(Data supplied Opens)

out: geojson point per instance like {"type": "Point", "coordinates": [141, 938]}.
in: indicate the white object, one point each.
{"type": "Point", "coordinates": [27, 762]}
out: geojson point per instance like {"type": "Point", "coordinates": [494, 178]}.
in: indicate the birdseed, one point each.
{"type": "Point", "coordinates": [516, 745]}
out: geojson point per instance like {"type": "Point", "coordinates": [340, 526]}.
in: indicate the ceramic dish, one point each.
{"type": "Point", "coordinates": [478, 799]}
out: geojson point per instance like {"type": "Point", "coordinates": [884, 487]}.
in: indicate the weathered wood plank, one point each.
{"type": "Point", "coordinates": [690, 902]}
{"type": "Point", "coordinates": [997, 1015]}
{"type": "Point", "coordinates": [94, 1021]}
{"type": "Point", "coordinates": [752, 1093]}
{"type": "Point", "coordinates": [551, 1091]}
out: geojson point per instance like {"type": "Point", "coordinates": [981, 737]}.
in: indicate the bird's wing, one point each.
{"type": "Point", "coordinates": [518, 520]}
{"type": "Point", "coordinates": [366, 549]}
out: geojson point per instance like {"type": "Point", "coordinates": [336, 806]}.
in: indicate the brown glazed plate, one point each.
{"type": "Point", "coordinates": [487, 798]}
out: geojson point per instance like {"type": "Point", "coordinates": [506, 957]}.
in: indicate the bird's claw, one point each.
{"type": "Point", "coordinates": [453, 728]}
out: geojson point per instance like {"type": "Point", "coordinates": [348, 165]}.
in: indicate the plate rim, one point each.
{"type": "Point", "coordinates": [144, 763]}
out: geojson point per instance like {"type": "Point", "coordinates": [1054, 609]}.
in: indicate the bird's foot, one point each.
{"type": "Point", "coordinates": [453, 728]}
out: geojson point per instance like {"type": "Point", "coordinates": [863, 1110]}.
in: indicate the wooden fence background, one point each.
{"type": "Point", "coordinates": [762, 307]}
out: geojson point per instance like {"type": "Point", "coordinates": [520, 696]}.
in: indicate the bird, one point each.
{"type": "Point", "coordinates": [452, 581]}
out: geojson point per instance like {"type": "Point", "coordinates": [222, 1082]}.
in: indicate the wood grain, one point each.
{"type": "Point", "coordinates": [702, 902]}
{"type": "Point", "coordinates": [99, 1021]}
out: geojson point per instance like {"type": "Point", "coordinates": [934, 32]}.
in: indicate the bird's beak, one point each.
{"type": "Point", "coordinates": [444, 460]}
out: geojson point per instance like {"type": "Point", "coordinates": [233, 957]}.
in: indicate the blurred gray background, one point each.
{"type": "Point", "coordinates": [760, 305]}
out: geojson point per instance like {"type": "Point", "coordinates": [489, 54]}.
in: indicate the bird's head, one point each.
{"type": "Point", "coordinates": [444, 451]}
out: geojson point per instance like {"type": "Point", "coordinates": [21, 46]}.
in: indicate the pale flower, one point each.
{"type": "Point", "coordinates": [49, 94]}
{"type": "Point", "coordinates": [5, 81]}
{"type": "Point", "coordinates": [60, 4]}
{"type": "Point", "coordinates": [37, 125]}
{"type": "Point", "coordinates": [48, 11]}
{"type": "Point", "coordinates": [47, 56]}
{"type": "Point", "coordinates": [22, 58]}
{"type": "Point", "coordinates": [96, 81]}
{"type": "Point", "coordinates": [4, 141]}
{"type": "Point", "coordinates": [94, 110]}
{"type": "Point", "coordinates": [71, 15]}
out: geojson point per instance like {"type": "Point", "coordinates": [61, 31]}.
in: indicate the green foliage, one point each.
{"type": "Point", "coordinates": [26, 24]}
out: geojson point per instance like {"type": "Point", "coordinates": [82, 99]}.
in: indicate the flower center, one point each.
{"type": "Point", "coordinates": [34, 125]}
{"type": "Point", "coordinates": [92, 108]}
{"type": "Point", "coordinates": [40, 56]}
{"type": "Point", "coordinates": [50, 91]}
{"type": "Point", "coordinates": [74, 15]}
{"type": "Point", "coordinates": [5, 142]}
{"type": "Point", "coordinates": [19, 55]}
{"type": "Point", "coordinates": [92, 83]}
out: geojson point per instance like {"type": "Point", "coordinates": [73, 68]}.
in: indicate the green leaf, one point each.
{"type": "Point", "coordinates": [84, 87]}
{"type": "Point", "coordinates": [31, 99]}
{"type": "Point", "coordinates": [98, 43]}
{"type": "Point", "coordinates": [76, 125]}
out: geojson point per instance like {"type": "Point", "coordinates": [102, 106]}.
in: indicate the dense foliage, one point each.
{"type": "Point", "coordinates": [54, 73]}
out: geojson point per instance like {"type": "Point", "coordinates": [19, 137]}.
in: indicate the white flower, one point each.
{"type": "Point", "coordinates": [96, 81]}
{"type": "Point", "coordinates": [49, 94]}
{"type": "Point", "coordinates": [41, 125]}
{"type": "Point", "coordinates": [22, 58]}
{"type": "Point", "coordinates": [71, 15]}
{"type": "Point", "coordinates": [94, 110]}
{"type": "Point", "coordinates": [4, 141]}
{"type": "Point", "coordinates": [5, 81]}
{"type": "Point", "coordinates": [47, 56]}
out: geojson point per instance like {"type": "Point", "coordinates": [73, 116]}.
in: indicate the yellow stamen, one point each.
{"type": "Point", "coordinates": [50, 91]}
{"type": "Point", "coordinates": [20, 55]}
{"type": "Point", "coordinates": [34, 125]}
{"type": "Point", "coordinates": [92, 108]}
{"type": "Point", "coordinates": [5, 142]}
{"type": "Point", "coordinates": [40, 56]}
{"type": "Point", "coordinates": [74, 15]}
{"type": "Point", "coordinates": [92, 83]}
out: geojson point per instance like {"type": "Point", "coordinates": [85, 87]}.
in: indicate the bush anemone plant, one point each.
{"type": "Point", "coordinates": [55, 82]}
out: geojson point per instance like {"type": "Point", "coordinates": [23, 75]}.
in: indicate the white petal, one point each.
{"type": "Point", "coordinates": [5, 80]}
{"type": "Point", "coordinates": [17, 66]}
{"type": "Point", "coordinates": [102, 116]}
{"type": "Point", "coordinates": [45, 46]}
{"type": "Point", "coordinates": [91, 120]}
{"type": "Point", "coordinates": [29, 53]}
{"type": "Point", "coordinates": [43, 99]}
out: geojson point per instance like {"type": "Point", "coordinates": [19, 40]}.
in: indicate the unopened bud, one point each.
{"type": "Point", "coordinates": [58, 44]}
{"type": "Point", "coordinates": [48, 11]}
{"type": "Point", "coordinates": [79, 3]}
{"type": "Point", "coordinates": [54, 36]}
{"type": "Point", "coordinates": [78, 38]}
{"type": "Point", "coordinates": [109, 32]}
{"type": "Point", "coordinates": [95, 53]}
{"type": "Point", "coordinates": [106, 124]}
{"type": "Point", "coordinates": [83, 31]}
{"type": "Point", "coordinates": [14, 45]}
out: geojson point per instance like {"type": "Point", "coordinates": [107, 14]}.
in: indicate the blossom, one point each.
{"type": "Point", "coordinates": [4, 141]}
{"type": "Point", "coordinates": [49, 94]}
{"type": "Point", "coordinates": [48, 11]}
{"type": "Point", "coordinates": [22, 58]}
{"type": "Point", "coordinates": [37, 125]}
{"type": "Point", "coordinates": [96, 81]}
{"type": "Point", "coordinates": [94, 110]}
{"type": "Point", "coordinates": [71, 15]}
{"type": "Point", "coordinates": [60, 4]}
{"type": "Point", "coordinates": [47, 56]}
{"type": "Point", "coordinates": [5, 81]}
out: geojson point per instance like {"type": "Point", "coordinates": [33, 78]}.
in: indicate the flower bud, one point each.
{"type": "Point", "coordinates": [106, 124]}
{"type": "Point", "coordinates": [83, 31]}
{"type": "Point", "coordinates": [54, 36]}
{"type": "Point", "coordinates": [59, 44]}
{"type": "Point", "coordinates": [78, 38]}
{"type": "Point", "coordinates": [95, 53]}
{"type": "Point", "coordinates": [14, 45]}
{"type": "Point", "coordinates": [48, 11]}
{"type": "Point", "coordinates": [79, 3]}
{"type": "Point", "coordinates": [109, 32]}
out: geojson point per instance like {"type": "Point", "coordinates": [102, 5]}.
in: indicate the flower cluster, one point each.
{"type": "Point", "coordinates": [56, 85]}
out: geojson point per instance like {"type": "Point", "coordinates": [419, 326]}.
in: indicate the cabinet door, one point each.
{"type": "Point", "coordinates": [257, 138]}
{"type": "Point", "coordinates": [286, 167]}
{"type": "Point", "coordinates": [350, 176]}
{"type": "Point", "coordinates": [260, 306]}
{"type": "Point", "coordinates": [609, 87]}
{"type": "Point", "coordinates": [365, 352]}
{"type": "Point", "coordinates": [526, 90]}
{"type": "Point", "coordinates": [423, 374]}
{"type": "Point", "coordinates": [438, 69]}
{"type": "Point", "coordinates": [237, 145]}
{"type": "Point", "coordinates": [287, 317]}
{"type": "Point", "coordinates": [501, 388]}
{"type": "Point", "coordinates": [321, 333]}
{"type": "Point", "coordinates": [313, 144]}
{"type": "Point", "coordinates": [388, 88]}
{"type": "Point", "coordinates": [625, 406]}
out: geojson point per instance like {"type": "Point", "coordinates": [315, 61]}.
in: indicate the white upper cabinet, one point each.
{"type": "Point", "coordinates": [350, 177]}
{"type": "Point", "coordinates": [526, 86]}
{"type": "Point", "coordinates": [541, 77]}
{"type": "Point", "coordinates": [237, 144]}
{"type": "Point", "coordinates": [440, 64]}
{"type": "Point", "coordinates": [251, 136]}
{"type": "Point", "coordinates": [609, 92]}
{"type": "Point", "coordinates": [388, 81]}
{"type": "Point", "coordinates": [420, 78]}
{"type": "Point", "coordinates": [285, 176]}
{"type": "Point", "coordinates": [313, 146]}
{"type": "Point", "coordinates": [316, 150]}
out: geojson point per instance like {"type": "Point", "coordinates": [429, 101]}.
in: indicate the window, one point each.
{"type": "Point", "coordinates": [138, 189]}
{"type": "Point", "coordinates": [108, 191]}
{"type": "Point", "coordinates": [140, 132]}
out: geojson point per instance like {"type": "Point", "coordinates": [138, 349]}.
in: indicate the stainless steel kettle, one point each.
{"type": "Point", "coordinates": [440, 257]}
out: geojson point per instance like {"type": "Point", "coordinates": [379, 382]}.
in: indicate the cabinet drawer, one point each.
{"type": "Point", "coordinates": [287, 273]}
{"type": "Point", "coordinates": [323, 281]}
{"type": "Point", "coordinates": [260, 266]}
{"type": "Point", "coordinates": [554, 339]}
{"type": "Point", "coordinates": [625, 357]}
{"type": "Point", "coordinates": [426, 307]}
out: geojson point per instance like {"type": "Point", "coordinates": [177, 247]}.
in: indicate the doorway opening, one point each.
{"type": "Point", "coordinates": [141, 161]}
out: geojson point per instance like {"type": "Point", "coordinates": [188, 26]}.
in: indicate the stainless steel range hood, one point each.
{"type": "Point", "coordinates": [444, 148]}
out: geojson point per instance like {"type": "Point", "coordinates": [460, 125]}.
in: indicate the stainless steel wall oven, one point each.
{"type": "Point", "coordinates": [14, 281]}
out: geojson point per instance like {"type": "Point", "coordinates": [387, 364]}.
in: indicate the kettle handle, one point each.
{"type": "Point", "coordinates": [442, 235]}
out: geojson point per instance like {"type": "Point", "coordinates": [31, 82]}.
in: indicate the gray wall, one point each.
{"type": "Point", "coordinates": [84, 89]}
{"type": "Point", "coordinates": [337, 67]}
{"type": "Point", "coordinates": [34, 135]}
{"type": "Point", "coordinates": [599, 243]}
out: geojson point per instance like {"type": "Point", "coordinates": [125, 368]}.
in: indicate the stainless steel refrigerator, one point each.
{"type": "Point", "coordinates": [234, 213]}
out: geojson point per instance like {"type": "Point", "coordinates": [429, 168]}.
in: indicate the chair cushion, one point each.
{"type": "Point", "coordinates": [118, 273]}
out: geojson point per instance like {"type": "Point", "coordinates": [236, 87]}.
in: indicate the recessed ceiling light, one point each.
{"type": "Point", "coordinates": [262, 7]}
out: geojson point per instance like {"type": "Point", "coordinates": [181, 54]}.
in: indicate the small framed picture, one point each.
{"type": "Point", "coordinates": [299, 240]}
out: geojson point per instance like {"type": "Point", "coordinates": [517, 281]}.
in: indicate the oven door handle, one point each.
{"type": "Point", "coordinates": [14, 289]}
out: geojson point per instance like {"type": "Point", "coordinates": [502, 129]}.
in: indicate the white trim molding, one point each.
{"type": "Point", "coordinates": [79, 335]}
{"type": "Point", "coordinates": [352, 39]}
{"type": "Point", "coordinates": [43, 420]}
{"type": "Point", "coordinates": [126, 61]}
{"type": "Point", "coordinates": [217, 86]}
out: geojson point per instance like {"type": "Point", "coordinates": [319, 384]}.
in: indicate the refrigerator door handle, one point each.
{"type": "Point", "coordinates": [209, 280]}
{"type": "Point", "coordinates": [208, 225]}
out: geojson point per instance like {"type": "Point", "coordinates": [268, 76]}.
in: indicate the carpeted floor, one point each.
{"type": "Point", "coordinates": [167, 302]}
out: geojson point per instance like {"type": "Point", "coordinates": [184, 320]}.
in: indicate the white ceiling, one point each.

(Data supplied Closes)

* [Aim of the exercise]: Using the entries above, copy exactly the lines from the one containing "in: indicate the carpeted" through the last, both included.

* [Expected output]:
in: indicate the carpeted floor, one point each.
{"type": "Point", "coordinates": [167, 302]}
out: geojson point per instance like {"type": "Point", "coordinates": [184, 320]}.
in: indicate the white ceiling, one point each.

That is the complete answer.